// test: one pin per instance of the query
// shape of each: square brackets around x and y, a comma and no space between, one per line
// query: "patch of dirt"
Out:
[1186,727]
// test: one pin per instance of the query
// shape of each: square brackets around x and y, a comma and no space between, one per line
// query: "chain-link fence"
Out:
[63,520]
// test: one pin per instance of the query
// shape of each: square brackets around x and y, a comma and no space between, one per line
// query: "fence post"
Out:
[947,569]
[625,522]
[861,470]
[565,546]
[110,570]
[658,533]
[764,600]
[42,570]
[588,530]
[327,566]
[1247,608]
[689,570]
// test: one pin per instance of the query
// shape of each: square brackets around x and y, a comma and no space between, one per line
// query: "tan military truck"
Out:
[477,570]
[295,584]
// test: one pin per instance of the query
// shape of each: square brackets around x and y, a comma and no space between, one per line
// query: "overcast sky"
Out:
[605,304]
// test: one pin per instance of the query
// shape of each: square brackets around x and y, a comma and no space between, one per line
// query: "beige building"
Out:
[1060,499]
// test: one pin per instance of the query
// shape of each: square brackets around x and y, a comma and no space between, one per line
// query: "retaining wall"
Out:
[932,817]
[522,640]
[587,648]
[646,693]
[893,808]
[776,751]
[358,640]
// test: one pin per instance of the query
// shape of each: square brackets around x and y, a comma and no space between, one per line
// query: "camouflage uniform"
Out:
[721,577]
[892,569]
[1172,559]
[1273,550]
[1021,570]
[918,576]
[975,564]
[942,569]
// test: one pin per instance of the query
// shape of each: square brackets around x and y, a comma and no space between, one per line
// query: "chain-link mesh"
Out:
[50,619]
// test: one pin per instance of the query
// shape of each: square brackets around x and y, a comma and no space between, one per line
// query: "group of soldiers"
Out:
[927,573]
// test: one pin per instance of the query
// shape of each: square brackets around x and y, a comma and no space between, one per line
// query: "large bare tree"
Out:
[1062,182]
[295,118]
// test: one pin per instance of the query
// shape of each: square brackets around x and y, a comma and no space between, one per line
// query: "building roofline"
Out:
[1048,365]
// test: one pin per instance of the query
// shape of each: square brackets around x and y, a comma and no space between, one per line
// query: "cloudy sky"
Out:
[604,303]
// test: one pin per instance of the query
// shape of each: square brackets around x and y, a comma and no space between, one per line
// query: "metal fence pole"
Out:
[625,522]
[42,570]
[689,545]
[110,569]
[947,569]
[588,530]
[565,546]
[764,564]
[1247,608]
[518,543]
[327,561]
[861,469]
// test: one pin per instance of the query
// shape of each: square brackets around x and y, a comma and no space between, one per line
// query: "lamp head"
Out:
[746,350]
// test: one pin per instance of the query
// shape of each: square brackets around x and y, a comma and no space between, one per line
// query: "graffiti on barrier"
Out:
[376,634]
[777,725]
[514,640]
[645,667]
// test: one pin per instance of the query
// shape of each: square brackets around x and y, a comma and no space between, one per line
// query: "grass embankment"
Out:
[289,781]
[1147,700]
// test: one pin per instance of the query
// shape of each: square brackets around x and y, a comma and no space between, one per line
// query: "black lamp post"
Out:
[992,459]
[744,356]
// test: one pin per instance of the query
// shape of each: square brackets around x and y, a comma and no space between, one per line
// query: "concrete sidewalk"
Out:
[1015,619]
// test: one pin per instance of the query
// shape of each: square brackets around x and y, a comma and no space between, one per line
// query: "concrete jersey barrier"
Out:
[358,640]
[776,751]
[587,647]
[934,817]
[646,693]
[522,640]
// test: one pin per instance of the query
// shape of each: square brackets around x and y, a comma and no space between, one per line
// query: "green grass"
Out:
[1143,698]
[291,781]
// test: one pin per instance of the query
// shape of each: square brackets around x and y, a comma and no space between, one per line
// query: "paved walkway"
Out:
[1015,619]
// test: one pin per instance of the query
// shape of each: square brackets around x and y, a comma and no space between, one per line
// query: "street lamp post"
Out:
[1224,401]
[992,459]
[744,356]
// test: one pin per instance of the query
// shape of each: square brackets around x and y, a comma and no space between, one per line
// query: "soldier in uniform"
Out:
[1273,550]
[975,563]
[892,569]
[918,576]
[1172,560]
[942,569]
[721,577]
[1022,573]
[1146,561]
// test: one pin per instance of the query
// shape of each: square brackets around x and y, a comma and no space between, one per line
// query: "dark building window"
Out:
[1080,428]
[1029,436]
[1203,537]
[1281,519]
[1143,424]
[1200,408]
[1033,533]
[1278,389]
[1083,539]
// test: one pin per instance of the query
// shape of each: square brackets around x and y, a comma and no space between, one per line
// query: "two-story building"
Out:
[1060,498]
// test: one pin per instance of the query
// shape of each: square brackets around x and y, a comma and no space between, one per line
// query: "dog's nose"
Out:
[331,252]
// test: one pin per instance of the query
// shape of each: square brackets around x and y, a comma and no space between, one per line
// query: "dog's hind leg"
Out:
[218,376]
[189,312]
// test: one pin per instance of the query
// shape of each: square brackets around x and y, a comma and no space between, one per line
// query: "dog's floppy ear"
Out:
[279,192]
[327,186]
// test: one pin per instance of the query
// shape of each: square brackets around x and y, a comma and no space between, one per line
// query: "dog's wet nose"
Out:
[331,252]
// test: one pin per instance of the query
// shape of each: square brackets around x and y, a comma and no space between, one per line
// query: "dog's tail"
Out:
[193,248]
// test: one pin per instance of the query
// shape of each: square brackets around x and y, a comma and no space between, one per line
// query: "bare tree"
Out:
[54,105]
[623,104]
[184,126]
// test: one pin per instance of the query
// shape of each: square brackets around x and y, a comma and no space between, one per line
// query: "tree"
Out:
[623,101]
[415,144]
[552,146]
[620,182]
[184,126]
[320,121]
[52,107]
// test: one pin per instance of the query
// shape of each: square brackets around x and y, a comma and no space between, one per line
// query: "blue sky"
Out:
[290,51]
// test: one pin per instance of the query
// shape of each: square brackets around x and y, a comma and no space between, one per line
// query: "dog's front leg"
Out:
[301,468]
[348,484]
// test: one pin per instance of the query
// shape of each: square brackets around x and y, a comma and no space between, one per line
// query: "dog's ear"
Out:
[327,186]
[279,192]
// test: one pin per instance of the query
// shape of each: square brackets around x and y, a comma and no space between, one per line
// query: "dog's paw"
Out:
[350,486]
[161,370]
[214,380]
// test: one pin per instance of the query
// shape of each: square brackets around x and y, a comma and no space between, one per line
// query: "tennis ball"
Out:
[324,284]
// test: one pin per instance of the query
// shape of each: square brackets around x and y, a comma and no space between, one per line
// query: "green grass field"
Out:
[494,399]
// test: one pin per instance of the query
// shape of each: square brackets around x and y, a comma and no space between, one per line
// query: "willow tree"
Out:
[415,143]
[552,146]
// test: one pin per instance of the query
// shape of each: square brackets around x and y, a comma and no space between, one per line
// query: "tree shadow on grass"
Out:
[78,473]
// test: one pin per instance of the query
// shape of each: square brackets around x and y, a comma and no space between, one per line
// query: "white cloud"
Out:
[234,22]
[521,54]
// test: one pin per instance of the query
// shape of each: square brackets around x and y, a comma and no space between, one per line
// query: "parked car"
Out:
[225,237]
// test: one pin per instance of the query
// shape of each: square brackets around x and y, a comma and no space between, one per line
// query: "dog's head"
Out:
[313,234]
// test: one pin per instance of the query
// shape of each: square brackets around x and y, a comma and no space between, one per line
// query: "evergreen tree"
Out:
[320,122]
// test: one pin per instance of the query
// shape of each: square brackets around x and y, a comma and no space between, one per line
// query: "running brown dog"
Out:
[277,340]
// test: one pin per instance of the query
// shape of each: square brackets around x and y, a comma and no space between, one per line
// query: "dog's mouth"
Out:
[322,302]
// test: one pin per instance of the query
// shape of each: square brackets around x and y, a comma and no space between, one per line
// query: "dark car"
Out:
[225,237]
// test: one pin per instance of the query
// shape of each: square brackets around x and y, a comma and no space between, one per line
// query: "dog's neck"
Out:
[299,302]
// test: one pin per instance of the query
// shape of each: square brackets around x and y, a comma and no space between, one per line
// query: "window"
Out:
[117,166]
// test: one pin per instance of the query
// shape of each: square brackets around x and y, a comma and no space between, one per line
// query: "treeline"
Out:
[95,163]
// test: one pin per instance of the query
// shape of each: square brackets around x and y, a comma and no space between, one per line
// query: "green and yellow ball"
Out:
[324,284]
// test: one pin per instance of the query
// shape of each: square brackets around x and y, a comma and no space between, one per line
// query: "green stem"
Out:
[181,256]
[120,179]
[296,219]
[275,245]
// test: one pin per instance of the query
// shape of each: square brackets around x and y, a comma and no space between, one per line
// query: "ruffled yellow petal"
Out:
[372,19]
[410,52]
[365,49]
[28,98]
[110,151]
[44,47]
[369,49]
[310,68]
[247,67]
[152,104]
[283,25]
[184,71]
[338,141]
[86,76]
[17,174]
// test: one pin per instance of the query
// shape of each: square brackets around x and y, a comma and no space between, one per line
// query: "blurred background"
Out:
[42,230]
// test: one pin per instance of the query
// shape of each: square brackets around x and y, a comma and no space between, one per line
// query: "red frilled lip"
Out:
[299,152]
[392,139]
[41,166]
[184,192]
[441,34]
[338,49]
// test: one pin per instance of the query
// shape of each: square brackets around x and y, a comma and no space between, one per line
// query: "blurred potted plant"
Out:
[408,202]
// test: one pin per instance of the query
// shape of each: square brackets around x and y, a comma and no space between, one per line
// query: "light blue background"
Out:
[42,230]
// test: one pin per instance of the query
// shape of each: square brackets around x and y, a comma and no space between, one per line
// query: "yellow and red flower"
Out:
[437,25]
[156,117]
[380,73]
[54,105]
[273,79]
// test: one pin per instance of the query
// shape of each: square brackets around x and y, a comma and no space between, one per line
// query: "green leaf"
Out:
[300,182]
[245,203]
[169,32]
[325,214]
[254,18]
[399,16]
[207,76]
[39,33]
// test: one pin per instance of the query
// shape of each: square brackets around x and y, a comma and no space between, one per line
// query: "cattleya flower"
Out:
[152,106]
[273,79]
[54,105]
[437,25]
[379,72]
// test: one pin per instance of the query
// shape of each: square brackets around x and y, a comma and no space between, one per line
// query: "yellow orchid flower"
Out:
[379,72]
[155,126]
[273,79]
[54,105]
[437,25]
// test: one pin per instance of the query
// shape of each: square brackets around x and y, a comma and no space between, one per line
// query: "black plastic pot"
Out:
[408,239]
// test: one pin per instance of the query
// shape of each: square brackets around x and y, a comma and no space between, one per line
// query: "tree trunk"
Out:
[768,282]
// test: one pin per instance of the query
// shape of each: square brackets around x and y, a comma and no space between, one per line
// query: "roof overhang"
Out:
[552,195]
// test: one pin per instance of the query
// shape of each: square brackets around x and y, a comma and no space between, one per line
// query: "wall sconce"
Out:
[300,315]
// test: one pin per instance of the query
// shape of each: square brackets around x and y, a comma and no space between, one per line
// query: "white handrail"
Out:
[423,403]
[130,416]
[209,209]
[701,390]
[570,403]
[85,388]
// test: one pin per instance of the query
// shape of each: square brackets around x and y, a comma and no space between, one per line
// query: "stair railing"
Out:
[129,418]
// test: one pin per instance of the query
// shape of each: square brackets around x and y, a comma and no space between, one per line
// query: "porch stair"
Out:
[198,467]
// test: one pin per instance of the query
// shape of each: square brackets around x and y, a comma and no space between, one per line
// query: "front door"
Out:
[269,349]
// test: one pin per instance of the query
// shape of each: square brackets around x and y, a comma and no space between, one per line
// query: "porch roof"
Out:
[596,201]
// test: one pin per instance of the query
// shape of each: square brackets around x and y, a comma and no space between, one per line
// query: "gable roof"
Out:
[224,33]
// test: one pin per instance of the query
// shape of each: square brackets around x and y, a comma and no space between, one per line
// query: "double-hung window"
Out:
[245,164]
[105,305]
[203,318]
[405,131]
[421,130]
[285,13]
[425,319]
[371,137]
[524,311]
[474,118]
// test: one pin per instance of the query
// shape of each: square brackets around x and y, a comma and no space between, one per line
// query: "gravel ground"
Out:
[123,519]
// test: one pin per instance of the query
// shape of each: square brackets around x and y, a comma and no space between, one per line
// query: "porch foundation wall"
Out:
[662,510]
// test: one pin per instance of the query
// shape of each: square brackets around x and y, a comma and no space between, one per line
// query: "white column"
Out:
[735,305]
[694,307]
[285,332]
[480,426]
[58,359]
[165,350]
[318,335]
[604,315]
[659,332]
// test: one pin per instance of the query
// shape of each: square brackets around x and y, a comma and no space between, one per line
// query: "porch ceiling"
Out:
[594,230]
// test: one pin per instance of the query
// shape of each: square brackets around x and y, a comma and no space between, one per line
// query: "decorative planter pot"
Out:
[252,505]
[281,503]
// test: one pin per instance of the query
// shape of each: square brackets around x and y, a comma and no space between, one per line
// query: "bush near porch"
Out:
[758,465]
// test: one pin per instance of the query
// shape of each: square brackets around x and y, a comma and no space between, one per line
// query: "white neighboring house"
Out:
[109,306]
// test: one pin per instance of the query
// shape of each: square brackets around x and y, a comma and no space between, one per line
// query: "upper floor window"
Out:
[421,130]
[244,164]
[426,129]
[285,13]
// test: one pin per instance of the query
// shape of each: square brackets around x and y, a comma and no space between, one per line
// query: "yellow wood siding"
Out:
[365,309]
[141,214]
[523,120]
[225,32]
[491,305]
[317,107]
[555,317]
....
=== PROBLEM DESCRIPTION ===
Count the lines in the rows above that contain the string "fence", and give only the total.

=== OUTPUT FOR THIS EXERCISE ===
3